* [To do] Duplicate every line of the data below verbatim, changing nothing.

───── Data lines ─────

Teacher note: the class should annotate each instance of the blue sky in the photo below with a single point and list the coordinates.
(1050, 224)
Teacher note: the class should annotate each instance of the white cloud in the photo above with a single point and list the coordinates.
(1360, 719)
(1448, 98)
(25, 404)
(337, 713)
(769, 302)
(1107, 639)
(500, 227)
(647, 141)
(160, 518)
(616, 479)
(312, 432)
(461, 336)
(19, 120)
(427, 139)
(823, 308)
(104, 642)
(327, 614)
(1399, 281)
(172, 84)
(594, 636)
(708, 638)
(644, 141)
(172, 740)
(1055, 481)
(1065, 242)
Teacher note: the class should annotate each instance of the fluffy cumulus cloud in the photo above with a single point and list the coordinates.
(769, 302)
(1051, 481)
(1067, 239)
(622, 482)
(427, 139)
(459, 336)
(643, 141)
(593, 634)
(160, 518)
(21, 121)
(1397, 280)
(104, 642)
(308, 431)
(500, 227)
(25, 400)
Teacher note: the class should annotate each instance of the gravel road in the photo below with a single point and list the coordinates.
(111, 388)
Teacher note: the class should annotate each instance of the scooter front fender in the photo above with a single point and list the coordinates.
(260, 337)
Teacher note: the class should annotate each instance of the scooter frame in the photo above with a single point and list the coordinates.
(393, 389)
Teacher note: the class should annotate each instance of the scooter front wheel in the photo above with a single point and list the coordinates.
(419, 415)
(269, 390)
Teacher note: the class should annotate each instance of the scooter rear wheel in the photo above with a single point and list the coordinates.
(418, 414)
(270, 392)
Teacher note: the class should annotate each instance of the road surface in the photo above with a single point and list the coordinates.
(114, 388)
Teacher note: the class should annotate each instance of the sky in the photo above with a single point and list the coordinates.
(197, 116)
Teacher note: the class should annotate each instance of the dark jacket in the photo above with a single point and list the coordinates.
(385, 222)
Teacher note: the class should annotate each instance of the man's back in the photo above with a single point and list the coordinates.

─────

* [Answer for this exercise]
Teacher note: the class should annotate each instance of the blue sky in the photo below with a single point and list the coordinates.
(1050, 224)
Teacher note: the class should annotate each instance of the white cloud in the photo above with a single point and list the coordinates.
(1360, 719)
(1448, 98)
(25, 404)
(337, 713)
(769, 302)
(1107, 639)
(500, 227)
(647, 141)
(160, 518)
(616, 479)
(312, 432)
(461, 336)
(19, 120)
(427, 139)
(823, 308)
(104, 642)
(327, 614)
(1399, 281)
(172, 84)
(594, 636)
(708, 638)
(644, 141)
(172, 740)
(1055, 481)
(1065, 242)
Teacher note: the class should annotate each instance of the fluffy cumulus cloud in the photo above with a single point and list the coordinates.
(769, 302)
(1051, 481)
(1067, 239)
(622, 482)
(427, 139)
(459, 336)
(643, 141)
(593, 634)
(160, 518)
(21, 121)
(1397, 280)
(104, 642)
(308, 431)
(500, 227)
(25, 400)
Teacher note: the class should annotate each instance of the gravel road in the photo below with a single point and list the coordinates.
(111, 388)
Teacher note: the class should annotate each instance of the scooter front fender in the photo above with a single point and list the coordinates.
(260, 337)
Teacher note: the class should annotate each instance of the scooter frame in the photo above with a single point and list the coordinates.
(393, 389)
Teacher note: the class should annotate each instance of the scooter front wheel in the photo above with a single point and list the coordinates.
(419, 415)
(269, 390)
Teacher note: the class should annotate each instance of the scooter rear wheel in the photo above with a single point and list the coordinates.
(418, 414)
(270, 392)
Teacher note: the class should annotate each instance of the road surface in the photo above with a single point and list the coordinates.
(114, 388)
Teacher note: the class should annotate each instance of the sky in the photo above with a single point and list the coordinates.
(197, 116)
Teacher note: the class should annotate each instance of the dark jacket in the photo above with a single point and list the coordinates.
(385, 222)
Teacher note: the class should annotate each instance of the man's back in the photo above with a single point and list the coordinates.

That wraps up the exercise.